> **Extrait du texte**:
Le Conseil de l’Europe a publié une série de lignes directrices à l’intention de ses 46 États membres, qui visent à prévenir et à combattre le discours de haine, aussi bien en ligne qu’hors ligne.
Dans une Recommandation adoptée lors de sa session annuelle qui se tient à Turin, le Comité des Ministres du Conseil de l’Europe appelle les gouvernements à élaborer des stratégies globales de prévention et de lutte contre le discours de haine, notamment en adoptant un cadre juridique efficace et en mettant en œuvre des mesures calibrées et proportionnées. Ce faisant, les autorités nationales devraient préserver un juste équilibre entre le droit au respect de la vie privée, le droit à la liberté d’expression et l’interdiction de la discrimination.
Saluant l’adoption de ces lignes directrices, la Secrétaire Générale Marija Pejčinović Burić a fait la déclaration suivante : « Le discours de haine progresse en Europe, notamment en ligne, où il prend souvent la forme du racisme, de l’antisémitisme ou de l’incitation à la violence. Les gouvernements européens doivent unir leurs forces pour faire face à cette menace complexe qui pèse sur nos sociétés, en prenant des mesures à la fois efficaces et proportionnées ».

> **Entrées répertoriées**:
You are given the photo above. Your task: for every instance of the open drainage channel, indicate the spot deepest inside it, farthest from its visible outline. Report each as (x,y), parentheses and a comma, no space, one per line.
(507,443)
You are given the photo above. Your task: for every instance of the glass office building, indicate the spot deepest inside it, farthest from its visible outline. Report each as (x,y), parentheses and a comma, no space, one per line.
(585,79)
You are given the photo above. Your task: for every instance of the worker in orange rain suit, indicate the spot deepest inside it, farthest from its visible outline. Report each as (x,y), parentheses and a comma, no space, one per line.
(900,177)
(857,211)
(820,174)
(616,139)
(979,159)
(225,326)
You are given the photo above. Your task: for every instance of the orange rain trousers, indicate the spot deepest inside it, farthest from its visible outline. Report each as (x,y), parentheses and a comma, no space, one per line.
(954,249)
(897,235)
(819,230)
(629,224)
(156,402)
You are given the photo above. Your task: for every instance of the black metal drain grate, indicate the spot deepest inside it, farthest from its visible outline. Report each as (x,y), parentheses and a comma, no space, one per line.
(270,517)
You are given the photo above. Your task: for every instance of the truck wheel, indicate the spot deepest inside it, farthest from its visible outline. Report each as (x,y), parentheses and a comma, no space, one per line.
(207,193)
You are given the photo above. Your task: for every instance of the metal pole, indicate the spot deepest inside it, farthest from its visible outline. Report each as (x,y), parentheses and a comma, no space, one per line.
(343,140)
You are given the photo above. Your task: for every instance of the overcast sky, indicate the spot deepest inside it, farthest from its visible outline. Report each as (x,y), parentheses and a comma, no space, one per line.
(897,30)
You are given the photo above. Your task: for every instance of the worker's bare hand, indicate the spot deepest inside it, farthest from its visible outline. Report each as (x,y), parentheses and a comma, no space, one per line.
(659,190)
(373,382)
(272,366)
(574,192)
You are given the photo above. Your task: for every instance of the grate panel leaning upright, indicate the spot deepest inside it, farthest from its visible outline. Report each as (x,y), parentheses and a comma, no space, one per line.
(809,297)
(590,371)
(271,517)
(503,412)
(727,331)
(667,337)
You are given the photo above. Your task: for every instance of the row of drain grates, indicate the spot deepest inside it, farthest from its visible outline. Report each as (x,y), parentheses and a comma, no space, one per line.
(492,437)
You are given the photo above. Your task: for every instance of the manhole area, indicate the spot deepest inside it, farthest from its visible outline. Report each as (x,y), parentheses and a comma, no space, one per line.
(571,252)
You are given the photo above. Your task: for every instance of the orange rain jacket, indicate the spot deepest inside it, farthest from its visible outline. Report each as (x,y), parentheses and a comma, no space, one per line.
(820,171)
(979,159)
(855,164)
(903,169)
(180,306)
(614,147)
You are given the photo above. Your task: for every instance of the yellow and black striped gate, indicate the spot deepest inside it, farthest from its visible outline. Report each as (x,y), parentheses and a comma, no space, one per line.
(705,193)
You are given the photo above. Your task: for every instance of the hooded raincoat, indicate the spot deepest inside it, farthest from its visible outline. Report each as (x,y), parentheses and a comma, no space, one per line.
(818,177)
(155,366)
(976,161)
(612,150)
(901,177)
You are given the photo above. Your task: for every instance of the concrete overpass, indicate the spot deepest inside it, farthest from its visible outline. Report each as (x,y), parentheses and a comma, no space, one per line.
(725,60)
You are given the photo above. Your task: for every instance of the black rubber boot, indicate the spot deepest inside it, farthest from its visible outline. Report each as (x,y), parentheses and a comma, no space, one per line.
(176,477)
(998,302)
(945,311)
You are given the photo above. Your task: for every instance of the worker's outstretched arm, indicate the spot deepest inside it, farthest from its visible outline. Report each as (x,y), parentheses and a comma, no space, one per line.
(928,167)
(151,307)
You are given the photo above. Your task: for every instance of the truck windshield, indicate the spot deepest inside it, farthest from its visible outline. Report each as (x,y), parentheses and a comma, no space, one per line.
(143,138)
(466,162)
...
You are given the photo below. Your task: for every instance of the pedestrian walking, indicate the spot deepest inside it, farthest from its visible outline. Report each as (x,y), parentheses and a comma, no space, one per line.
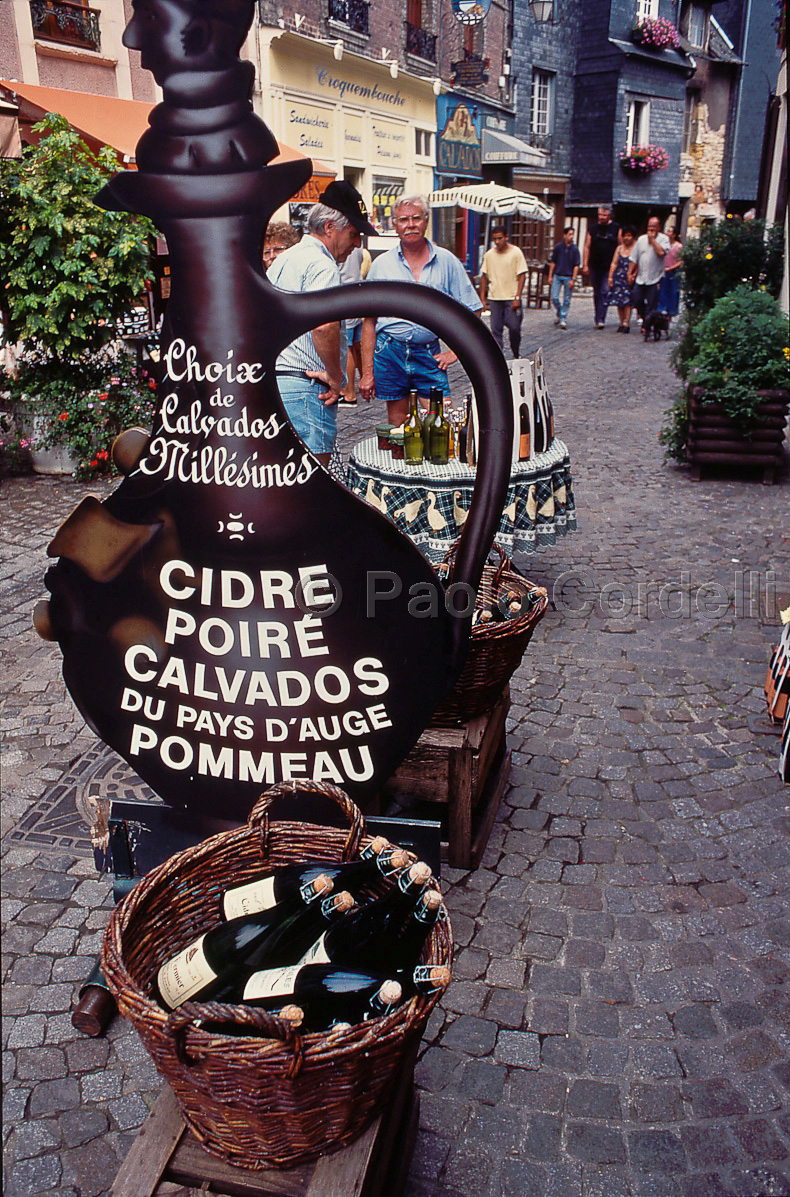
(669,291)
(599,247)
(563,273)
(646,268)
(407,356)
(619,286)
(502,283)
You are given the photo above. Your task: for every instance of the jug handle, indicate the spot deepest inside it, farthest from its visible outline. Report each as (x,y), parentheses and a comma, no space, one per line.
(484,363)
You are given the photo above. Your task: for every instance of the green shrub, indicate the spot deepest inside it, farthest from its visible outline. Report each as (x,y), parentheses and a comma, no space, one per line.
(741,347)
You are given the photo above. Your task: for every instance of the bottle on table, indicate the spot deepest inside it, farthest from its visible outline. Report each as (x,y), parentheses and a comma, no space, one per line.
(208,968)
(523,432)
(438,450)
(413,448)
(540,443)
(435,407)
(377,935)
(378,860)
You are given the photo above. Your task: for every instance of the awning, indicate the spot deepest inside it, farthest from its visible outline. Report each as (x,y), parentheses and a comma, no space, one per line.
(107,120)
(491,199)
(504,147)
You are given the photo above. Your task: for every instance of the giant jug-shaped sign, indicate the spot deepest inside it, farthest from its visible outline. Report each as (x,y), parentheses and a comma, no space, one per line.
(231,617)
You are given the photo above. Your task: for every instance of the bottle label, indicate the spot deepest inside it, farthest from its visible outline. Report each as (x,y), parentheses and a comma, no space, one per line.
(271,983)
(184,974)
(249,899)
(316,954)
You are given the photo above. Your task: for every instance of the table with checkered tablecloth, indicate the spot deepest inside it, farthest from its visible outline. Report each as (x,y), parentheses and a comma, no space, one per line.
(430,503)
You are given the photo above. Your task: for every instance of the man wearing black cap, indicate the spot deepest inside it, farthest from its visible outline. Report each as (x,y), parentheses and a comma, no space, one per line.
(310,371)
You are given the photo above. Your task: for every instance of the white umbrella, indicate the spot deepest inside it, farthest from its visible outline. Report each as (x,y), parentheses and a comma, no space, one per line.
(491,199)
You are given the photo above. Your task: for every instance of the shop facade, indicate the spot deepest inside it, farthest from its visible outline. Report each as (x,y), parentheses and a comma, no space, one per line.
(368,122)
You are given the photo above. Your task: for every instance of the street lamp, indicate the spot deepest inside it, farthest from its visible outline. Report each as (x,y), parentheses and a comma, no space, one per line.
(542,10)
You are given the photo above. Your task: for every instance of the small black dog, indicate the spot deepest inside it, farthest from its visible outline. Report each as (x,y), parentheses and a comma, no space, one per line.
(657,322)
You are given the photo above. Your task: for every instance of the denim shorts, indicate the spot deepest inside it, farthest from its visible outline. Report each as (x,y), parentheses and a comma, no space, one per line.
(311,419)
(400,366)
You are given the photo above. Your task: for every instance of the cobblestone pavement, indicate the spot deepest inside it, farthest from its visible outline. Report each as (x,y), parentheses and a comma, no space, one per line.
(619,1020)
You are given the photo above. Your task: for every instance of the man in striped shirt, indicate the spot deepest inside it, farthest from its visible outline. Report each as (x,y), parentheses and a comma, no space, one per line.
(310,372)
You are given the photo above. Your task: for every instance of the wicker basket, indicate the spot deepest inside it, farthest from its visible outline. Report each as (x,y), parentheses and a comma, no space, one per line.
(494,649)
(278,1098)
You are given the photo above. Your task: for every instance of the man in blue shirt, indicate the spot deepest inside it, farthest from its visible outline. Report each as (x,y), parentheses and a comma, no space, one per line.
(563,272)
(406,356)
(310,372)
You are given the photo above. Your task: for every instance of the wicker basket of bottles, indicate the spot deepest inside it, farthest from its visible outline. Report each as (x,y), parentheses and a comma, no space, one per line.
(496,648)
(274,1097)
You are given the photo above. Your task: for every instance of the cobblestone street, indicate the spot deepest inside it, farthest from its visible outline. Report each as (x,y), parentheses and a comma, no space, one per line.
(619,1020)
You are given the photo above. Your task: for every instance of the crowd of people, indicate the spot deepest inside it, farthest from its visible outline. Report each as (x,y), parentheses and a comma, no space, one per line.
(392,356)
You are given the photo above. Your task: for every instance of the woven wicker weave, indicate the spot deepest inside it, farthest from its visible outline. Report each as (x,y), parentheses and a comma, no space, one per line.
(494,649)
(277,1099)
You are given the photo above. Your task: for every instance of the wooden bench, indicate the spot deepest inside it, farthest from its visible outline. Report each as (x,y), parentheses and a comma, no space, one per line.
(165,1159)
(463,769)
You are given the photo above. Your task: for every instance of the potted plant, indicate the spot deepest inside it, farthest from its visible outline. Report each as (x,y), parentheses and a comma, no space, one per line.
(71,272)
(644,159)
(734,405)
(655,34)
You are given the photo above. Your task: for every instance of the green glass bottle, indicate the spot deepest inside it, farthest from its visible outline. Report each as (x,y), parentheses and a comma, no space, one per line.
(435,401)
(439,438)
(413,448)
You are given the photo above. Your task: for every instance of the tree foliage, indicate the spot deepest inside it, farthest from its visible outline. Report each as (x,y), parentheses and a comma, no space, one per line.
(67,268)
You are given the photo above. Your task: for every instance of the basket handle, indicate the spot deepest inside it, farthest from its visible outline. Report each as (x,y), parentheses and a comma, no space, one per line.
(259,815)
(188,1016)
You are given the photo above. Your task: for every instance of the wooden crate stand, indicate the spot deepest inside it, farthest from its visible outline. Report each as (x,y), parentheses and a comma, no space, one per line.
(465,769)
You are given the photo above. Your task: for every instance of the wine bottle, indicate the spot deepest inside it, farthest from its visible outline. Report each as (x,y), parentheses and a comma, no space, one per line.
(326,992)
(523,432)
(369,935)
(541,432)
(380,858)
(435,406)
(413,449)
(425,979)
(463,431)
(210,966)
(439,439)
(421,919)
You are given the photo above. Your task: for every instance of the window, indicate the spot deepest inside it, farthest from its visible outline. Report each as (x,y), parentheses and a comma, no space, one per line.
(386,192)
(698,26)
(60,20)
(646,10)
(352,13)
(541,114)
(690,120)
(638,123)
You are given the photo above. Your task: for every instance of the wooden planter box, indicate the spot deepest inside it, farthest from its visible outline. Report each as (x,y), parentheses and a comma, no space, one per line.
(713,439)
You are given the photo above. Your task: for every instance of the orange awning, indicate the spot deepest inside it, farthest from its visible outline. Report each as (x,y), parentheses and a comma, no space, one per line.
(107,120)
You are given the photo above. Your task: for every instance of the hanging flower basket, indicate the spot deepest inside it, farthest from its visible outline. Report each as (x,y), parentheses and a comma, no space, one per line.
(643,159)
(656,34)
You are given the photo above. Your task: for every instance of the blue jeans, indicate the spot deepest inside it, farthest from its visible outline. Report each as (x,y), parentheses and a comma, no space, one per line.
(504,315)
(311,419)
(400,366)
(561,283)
...
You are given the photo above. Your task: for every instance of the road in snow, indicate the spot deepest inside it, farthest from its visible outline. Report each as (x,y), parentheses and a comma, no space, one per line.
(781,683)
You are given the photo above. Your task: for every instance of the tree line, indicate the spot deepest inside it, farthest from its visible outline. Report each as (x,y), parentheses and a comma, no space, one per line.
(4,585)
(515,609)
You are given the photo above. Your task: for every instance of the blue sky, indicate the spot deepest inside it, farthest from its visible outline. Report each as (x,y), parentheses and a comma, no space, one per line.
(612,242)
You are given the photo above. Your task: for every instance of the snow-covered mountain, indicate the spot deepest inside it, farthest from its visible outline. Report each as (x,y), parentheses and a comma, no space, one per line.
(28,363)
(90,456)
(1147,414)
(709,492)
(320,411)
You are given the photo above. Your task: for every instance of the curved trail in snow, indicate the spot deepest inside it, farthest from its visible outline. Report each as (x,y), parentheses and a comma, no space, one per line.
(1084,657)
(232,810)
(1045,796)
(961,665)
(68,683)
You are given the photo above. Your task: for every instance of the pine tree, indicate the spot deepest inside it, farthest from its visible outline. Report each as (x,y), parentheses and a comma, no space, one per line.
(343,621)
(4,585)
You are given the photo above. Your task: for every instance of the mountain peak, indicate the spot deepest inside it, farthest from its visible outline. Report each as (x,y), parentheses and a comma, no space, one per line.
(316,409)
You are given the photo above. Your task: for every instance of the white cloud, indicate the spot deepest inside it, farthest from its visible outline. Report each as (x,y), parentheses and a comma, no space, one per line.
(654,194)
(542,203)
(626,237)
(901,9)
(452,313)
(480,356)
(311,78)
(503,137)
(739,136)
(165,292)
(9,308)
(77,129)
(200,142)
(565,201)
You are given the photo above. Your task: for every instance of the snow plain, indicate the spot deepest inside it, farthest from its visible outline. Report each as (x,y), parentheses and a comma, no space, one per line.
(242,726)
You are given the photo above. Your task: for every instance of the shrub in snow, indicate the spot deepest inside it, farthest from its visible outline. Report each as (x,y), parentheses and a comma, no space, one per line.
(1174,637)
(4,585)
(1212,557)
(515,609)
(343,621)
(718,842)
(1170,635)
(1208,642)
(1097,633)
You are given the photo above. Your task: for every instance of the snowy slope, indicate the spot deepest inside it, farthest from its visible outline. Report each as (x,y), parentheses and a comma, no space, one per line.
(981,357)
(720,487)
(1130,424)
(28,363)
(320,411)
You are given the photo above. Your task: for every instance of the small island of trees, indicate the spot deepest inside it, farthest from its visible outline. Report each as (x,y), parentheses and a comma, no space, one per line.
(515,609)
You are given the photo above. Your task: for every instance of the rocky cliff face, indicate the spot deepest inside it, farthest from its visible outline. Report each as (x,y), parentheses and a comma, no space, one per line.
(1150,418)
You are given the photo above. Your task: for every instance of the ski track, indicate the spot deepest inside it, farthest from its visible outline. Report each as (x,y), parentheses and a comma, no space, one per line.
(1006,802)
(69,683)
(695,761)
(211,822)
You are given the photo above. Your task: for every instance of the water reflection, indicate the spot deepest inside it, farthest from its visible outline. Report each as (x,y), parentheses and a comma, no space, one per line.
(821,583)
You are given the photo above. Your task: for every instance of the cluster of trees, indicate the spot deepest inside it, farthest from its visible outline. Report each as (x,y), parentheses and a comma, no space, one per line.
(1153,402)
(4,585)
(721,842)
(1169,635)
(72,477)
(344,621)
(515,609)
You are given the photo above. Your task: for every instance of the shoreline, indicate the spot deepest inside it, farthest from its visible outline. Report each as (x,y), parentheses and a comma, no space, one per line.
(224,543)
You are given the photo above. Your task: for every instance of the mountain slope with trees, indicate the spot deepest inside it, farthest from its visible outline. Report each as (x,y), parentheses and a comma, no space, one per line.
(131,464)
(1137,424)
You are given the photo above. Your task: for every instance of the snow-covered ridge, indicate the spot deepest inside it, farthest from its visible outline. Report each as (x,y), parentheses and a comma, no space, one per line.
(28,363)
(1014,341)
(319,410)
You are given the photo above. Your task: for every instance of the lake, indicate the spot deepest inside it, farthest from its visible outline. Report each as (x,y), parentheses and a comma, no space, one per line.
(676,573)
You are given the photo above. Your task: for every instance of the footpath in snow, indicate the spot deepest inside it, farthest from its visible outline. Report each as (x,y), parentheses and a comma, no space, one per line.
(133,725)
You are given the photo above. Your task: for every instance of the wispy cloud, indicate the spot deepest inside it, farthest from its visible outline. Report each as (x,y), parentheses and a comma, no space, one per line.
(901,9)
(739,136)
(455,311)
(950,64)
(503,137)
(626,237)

> **Votre travail**:
a) D'après le texte sur la lutte contre le discours de haine, dans quelle ville se tient la session annuelle au cours de laquelle le Comité des Ministres a adopté sa Recommandation ?
b) Reprenez le texte sur la lutte contre le discours de haine à la suite de sa dernière phrase.

> **Résultats par tâche**:
a) À Turin.

b)
Les lignes directrices recommandent aux États membres d’établir une distinction entre, premièrement, les cas les plus graves de discours de haine, qui doivent être interdits par le droit pénal, deuxièmement, le discours de haine qui relève du droit civil et administratif et, enfin, les formes d’expressions offensantes ou préjudiciables qui ne sont pas suffisamment graves pour être légitimement restreintes en vertu de la Convention européenne des droits de l’homme, mais qui requièrent néanmoins des réponses alternatives.
Elle fournit des conseils sur la sensibilisation, l’éducation, l’utilisation de contre-discours et de discours alternatifs, la mise en place de mécanismes de soutien pour aider les personnes visées par le discours de haine et la formation des membres de la police et du système judiciaire, ainsi que d’autres professionnels.
Bien qu’elle s’adresse principalement aux États membres et à leurs autorités, la recommandation dispense également des conseils pour d’autres acteurs, notamment les agents publics, les partis politiques, les intermédiaires internet, les médias et les organisations de la société civile.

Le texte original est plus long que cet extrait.